◆ RECORD EXCERPTS
________________________
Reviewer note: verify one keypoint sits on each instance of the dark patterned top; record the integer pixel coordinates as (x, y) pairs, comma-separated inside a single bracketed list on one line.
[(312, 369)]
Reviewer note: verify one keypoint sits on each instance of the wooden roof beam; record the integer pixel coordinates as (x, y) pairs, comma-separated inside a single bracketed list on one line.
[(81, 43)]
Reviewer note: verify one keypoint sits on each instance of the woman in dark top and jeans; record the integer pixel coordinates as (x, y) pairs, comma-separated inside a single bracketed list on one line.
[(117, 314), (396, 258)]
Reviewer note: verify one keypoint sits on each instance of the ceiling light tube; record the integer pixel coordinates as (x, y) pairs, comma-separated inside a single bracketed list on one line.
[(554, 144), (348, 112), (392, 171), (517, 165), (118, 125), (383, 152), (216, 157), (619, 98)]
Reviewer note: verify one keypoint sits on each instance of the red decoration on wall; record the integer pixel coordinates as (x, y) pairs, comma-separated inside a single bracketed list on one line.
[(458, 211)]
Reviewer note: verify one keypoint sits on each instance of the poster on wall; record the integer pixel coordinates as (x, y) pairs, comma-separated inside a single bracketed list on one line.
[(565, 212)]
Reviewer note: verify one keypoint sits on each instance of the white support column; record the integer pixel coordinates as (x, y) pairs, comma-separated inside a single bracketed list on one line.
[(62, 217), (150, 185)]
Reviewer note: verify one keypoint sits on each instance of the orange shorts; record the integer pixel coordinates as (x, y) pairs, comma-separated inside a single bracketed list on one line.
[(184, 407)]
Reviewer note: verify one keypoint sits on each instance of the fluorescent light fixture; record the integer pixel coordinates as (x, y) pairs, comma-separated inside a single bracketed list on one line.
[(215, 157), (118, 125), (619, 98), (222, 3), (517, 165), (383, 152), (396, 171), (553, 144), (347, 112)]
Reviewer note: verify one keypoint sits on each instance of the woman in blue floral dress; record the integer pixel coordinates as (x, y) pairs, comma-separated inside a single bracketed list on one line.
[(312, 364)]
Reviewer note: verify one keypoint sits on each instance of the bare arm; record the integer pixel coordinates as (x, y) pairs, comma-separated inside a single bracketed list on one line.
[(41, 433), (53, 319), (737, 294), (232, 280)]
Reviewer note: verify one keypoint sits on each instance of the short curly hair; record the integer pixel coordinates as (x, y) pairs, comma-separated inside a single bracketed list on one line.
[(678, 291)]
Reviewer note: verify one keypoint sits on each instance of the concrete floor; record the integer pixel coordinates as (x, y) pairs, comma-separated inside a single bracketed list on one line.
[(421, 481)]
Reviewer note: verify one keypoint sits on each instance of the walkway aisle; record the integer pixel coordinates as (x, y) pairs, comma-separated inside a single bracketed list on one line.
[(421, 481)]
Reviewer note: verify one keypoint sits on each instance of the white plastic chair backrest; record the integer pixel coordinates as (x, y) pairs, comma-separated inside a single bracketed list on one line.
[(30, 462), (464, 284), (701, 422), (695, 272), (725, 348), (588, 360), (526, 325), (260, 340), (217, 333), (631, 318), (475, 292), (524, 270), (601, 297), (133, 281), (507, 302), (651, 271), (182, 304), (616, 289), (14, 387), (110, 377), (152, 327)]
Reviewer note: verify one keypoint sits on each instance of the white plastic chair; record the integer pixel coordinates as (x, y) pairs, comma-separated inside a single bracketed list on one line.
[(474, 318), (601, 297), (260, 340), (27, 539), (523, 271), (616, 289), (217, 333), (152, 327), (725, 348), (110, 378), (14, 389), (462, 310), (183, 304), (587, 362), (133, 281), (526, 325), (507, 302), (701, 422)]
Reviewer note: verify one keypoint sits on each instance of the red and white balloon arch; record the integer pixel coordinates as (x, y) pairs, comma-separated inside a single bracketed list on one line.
________________________
◆ PROBLEM STATEMENT
Extract all of the data above and output it character for character.

◆ SOLUTION TO THE PROBLEM
Reviewer note: verify one keypoint sits on each instance of the dark patterned top; record the integer pixel coordinates as (x, y) pairs, comma-separated inside a single bracketed list on one line.
[(312, 369)]
Reviewer note: verify one keypoint sits on each instance of the wooden roof beam; record the integer pixel coordinates as (x, y) pairs, comma-separated inside a single bracketed list on one line.
[(81, 43)]
Reviewer note: verify one keypoint sits on each instance of the woman in dark top and jeans; record the integer pixel coordinates as (x, y) pairs, comma-separated inside a single bracketed list on one line.
[(117, 314), (396, 258)]
Reviewer note: verify one keypoint sits on each instance of the ceiling light tube; record the integer pixel coordinates as (x, y) pairs, comma-separated inside a single bracketed list on one line.
[(554, 144), (348, 112), (392, 171), (517, 165), (118, 125), (383, 152), (216, 157), (619, 98)]
Reviewer note: verify one keypoint sits on each instance of the red decoration on wall; record the integer pixel coordinates as (x, y) pairs, comma-separated inside a single bracketed list on one line.
[(458, 211)]
Reviewer note: verify one keypoint sits on each instance of the poster on wall; record the integer pixel coordinates as (x, y) pairs, comma-separated inside a single bracketed list on one line.
[(565, 212)]
Reviewer note: verify one keypoint sits on each instance of the white support column; record the integer pixel coordinates as (x, y) pairs, comma-separated inside a single bracketed list on one line.
[(62, 217), (150, 185)]
Reviewer note: verify one keypoint sits on each instance of the orange shorts; record the integer pixel coordinates as (x, y) pairs, comma-separated inside a single bracketed list on one line.
[(184, 407)]
Reviewer note: verify one keypoint sits on each instance of the fluorescent light fixture; record the integer pixel coordinates as (x, y) pairs, comma-separated inside a single bracketed list on one line.
[(215, 157), (118, 125), (619, 98), (222, 3), (517, 165), (383, 152), (396, 171), (553, 144), (347, 112)]
Reviewer note: verify one keypoint sits on each instance of the woman in blue floral dress; record the integer pixel coordinates as (x, y) pairs, comma-separated inside a single bracketed list on one line.
[(312, 364)]
Reviewer note: verify one keypoint sits on each instance of the bare arm; record the integer pixel coordinates as (x, y) pairs, comma-separated inside a single bracketed list on one line.
[(41, 433), (53, 319), (737, 294), (232, 280)]
Reviewer note: verify one keypoint sits on each instance of the short curly hair; record the integer pixel coordinates as (x, y) pairs, comma-separated inside a single bracketed list on one line.
[(678, 291)]
Reviewer note: verify one keypoint sits on each instance of the concrete floor; record the integer pixel coordinates as (x, y) pairs, comma-separated inside a single bracketed list on one line.
[(421, 481)]
Reviewer note: verify one keypoint sits on each instance of the walkway aisle; record the integer pixel coordinates as (x, y) pairs, comma-separated inside a single bracketed list on one line.
[(421, 481)]
Reviewer note: verify one keypoint sits on each instance of the white plastic chair backrest; record the integer pixel coordinates as (x, y) pairs, comma-separated inside a single bracketed list on one line.
[(30, 462), (464, 284), (701, 422), (695, 272), (725, 348), (588, 360), (526, 325), (260, 340), (217, 333), (631, 318), (475, 292), (524, 270), (601, 297), (133, 281), (507, 302), (651, 271), (182, 304), (616, 289), (14, 387), (110, 377), (152, 327)]
Reviewer note: verify one keypoint sits on each instance of the white plastic chair; record the integer pixel coordinates as (x, y) pairs, comma-separated inside a single bracketed list on one line.
[(474, 318), (601, 297), (260, 340), (27, 539), (523, 271), (616, 289), (217, 333), (152, 327), (725, 348), (110, 378), (14, 389), (462, 310), (183, 304), (587, 362), (133, 281), (526, 325), (507, 302), (701, 422)]
Reviewer note: verify one keypoint sits on each instance of the red and white balloon arch; record the integer pixel coordinates as (x, y) pairs, comma-separated inside a single bracketed list on one line.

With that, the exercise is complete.